_Requirement_
Pull out every line in the records that contains the string "window". Treat uppercase and lowercase as different.

(Region annotation entries)
☆ ☆ ☆
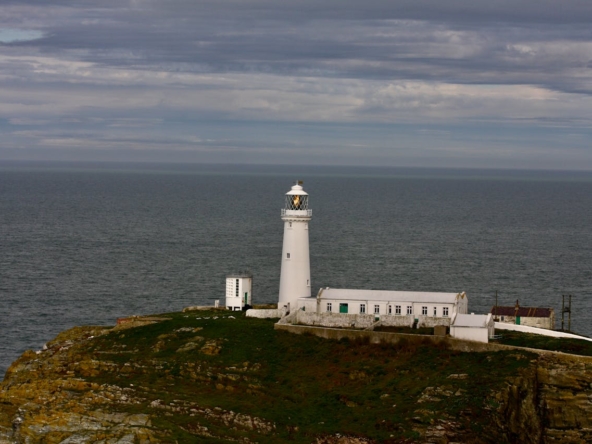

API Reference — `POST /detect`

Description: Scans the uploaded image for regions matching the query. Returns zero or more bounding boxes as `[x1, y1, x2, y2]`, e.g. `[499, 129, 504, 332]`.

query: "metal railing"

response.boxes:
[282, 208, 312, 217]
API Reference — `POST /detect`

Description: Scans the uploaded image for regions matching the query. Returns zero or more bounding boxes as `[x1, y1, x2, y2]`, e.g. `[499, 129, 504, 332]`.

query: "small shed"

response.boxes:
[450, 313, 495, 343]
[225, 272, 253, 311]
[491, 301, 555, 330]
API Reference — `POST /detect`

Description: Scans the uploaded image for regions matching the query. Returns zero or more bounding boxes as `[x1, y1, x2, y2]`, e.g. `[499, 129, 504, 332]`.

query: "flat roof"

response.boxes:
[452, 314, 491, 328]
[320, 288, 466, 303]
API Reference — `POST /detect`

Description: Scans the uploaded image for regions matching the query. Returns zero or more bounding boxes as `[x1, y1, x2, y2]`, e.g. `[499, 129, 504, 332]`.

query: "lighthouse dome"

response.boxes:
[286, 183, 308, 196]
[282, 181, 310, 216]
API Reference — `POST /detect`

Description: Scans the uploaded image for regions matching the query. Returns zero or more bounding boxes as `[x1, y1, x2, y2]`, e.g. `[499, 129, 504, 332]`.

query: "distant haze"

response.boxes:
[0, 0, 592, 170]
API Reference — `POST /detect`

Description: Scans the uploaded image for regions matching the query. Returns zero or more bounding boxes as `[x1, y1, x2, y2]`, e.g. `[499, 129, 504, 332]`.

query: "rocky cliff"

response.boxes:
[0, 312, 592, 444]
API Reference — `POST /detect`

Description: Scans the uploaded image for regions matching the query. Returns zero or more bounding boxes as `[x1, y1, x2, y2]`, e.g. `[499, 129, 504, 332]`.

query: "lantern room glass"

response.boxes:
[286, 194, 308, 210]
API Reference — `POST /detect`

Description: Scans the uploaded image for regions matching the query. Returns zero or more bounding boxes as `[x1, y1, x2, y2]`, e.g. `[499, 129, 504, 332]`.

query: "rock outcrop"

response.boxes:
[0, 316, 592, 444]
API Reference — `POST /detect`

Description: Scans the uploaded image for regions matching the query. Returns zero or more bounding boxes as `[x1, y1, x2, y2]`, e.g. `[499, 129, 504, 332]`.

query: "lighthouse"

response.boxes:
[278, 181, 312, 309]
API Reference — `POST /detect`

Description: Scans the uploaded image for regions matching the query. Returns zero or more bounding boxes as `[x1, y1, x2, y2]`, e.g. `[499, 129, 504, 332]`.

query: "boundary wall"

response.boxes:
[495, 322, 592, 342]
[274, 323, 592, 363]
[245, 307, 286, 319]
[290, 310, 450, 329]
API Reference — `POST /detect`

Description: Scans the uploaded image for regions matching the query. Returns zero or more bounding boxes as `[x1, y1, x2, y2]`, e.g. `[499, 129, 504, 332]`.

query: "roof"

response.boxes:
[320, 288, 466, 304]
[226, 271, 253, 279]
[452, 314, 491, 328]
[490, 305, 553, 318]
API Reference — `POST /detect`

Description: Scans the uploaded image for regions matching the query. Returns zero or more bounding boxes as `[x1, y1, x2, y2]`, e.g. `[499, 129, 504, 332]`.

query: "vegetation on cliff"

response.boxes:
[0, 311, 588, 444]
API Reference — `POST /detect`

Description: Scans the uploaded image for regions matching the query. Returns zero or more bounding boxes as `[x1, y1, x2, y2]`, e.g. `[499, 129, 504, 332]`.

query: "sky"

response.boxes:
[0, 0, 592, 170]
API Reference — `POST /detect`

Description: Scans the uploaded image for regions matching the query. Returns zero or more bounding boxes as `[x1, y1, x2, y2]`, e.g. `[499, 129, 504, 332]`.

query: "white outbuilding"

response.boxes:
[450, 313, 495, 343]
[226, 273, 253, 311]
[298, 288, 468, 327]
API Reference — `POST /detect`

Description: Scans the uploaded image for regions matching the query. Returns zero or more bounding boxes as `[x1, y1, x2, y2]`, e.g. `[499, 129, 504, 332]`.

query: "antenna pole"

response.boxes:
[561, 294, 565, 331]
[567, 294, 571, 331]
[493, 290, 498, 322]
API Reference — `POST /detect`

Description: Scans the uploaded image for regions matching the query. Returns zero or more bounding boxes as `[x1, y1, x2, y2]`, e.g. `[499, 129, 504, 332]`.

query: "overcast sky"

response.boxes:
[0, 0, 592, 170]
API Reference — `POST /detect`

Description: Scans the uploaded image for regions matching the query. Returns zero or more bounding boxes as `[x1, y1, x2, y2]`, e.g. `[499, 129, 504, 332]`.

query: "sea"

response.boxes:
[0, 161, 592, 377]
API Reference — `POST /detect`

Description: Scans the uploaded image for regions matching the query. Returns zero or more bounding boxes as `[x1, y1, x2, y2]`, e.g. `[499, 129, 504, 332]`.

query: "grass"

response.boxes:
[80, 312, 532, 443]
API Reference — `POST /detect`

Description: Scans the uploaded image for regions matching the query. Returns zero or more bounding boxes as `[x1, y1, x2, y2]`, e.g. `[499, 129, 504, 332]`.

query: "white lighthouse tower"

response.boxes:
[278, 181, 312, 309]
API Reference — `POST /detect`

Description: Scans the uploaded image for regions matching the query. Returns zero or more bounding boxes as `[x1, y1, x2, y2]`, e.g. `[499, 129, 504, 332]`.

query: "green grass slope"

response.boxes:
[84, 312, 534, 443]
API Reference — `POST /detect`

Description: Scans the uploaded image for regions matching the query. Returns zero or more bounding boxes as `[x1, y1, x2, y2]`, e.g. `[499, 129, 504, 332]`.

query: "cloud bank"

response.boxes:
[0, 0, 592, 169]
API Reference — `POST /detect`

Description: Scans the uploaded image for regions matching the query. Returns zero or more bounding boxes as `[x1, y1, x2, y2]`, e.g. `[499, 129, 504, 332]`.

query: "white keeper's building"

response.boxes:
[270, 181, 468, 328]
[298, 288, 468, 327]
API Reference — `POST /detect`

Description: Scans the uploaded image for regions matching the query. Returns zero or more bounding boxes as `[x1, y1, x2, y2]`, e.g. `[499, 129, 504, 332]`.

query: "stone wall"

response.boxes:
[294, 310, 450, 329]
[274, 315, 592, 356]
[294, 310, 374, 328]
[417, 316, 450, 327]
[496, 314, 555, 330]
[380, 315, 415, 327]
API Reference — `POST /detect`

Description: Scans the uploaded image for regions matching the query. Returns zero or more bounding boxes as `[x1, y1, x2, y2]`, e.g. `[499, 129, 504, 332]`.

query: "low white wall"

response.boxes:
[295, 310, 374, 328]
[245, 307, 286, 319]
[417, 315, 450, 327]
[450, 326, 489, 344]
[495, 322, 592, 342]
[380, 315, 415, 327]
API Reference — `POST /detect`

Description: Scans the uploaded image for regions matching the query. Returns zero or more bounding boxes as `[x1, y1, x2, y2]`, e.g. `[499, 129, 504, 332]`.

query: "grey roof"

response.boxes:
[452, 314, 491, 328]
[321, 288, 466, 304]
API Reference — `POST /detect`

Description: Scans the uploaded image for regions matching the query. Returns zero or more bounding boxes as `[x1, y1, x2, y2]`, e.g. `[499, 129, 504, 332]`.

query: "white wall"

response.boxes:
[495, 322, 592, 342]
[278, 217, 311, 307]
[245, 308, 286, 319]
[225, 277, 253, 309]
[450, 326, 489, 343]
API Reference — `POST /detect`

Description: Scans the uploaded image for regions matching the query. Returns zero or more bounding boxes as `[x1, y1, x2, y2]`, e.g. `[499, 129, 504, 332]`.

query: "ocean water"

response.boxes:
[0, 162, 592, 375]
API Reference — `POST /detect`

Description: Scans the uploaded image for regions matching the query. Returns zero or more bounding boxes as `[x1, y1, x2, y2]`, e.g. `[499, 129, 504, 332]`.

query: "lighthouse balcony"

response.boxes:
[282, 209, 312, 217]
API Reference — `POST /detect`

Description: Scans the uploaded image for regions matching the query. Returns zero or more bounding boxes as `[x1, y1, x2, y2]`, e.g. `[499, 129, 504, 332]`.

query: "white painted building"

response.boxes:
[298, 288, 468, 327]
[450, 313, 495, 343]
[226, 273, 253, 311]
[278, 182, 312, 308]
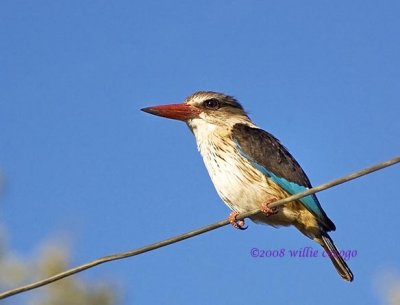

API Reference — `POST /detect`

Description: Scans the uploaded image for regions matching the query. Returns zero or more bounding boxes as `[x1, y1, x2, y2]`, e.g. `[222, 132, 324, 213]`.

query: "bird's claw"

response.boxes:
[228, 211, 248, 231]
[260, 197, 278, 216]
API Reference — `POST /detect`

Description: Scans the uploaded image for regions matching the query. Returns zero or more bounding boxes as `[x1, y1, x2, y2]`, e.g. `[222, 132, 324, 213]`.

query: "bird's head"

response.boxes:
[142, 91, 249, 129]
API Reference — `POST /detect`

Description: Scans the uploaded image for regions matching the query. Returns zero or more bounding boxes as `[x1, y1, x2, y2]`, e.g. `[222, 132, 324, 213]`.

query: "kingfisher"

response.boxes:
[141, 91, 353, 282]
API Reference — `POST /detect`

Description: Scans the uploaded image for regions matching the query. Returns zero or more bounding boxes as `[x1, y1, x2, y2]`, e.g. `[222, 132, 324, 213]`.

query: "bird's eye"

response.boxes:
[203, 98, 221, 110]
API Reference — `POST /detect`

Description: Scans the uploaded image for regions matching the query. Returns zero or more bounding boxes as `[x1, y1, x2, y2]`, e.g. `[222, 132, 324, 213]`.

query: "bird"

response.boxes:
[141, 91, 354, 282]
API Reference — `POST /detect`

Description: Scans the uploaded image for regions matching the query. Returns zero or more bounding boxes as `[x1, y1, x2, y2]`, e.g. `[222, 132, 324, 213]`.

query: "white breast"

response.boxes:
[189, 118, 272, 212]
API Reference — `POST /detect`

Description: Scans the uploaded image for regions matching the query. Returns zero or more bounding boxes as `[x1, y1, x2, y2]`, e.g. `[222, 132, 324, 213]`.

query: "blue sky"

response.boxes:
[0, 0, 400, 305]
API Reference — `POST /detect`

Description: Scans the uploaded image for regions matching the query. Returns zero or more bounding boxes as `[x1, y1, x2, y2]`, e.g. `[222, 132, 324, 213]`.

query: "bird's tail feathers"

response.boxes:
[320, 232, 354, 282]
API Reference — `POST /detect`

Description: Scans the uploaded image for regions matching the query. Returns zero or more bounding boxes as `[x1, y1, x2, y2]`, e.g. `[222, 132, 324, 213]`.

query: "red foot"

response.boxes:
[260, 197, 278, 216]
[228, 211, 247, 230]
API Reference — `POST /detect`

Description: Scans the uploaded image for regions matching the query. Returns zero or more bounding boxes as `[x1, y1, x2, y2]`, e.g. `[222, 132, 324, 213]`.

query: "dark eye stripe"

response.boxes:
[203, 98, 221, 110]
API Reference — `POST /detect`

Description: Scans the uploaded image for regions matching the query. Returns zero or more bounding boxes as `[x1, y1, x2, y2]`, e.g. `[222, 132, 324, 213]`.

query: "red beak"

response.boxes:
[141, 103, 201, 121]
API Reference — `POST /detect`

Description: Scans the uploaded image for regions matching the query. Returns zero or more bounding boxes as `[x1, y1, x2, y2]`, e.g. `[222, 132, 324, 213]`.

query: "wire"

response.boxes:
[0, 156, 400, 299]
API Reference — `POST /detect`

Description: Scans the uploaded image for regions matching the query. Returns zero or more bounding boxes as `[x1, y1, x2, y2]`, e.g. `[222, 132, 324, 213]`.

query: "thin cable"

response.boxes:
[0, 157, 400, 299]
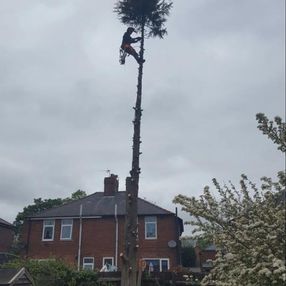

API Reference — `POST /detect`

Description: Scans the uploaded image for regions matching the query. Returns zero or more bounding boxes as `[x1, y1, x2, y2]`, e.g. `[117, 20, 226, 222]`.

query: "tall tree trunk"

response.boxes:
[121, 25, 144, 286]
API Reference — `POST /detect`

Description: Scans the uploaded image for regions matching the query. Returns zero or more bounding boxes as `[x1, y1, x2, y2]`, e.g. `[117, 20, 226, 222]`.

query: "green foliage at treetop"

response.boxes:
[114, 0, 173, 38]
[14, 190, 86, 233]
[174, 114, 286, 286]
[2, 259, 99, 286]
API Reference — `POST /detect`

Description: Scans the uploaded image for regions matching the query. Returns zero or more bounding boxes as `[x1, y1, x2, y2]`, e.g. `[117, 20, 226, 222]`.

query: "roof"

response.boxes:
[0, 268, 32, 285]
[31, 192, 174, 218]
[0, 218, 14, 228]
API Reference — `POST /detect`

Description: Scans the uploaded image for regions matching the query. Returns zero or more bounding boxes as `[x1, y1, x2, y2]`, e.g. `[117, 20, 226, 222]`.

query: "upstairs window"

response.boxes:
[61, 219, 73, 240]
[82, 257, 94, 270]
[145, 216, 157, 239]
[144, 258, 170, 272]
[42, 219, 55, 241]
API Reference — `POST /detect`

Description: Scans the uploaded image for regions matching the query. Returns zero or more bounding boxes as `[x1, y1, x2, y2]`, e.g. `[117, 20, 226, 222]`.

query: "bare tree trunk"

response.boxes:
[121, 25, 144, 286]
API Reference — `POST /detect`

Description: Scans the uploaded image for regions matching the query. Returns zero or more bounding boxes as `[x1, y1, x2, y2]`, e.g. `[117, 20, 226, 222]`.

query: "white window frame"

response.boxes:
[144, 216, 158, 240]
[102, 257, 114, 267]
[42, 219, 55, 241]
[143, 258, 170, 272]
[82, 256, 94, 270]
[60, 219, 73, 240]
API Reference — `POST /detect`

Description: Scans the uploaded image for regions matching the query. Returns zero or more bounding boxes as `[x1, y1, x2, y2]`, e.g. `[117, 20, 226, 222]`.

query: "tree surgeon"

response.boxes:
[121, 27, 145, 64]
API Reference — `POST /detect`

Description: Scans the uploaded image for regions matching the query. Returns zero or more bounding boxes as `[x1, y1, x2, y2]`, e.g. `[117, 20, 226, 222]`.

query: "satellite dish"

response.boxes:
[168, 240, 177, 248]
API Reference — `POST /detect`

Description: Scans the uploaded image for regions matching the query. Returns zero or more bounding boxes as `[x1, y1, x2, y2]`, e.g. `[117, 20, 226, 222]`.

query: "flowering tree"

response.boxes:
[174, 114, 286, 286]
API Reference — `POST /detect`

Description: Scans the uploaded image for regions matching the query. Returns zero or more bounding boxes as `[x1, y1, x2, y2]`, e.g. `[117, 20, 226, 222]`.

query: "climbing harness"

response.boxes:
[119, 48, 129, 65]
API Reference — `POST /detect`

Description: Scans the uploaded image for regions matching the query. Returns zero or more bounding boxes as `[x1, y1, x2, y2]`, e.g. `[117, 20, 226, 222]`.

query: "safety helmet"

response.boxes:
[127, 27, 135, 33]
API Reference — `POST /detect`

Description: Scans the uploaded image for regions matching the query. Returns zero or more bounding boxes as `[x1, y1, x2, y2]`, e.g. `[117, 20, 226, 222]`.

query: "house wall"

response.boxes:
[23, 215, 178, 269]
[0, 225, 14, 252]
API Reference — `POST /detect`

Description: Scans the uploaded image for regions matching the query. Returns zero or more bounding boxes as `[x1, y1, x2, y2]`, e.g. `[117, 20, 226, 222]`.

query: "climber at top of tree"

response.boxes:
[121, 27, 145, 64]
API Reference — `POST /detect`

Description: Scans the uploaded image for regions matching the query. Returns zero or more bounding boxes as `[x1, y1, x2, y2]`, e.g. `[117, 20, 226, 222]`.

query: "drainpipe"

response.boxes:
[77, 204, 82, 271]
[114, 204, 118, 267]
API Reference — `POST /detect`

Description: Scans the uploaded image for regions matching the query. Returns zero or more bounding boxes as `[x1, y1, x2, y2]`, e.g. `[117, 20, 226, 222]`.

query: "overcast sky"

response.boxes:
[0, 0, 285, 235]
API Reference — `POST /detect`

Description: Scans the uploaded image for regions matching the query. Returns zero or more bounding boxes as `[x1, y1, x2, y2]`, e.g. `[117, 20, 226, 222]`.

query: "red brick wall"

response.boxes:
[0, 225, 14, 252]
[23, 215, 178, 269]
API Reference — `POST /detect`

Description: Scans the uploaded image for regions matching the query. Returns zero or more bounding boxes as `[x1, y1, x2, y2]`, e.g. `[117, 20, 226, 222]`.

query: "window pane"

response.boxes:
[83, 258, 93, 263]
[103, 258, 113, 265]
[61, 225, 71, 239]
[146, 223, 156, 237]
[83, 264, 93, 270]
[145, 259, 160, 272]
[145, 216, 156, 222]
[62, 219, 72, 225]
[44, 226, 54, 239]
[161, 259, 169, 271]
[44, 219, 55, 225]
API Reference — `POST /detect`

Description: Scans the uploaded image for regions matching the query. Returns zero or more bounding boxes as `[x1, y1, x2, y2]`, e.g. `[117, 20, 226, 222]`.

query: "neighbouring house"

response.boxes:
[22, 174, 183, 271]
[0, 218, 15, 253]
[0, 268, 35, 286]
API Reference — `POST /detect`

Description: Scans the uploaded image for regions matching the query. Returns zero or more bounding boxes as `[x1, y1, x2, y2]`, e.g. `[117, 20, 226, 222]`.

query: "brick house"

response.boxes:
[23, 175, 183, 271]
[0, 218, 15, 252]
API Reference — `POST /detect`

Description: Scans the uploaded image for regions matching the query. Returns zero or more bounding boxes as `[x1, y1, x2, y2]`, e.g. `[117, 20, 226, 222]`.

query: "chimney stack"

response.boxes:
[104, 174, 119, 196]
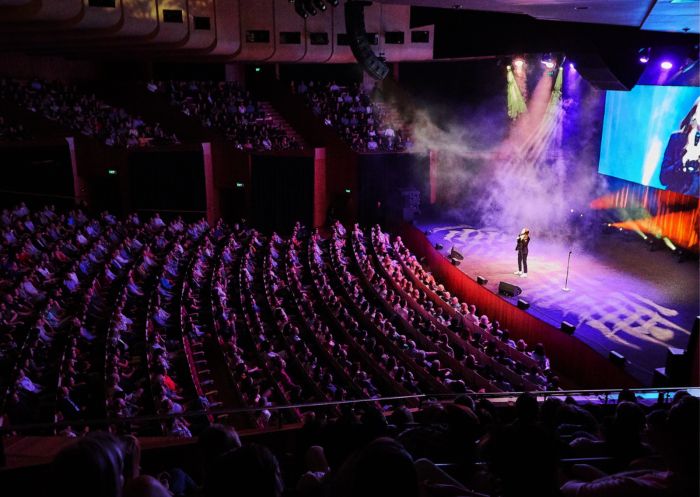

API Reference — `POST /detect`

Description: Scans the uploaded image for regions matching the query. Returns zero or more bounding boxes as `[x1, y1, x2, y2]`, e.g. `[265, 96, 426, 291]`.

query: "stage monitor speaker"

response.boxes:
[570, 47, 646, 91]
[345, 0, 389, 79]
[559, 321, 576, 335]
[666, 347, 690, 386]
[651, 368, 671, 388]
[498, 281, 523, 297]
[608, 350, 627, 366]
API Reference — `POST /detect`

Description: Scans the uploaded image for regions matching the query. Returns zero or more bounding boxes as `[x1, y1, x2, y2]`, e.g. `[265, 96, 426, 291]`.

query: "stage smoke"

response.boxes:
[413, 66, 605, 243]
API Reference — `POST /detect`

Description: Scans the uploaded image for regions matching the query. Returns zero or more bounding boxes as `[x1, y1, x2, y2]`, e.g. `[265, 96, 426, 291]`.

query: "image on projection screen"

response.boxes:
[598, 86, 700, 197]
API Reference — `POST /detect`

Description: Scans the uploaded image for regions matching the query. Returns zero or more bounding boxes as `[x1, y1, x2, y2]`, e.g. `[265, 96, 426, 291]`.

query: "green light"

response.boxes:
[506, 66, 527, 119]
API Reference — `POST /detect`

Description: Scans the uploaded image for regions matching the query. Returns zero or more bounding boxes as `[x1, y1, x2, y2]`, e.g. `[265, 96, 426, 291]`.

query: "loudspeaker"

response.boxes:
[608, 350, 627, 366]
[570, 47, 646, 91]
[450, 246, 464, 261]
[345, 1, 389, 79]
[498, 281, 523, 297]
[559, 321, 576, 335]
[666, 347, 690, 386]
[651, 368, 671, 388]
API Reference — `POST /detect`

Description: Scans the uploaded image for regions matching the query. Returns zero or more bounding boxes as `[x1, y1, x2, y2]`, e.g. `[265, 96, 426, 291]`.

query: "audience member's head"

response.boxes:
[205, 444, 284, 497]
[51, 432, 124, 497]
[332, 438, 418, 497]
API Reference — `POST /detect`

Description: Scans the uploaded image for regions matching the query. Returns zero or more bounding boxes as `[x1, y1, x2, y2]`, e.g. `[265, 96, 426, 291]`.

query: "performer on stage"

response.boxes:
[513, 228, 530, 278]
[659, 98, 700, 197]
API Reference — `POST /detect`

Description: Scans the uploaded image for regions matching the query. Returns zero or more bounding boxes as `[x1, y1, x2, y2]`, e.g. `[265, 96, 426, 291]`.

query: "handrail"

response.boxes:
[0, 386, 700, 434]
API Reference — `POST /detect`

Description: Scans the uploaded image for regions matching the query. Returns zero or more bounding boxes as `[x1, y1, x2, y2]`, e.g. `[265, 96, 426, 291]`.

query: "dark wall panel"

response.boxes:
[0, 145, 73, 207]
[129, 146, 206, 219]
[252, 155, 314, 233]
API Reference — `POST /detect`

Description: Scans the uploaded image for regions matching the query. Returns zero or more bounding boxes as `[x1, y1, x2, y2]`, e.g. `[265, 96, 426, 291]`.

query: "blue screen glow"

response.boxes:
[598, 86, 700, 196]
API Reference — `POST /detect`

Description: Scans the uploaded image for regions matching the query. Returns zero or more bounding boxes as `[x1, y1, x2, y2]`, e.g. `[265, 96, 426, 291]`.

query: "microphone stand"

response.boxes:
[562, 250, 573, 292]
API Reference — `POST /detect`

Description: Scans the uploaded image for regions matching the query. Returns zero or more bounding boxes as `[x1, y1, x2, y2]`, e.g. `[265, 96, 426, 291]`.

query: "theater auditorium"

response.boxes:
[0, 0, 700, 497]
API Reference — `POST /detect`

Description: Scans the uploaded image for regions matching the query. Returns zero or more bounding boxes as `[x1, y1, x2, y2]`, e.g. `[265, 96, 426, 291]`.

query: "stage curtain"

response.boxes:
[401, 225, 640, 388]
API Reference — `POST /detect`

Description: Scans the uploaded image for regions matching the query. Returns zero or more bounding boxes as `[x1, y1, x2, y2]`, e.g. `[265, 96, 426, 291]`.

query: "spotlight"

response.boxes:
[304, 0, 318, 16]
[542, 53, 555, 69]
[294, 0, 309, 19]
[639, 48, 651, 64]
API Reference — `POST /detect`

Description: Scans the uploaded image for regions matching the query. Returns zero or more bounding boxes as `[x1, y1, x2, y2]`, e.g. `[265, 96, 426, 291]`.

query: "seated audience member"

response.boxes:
☆ ☆ ☆
_Task answer_
query: "upstairs window"
query: "white window frame"
query: "window pane"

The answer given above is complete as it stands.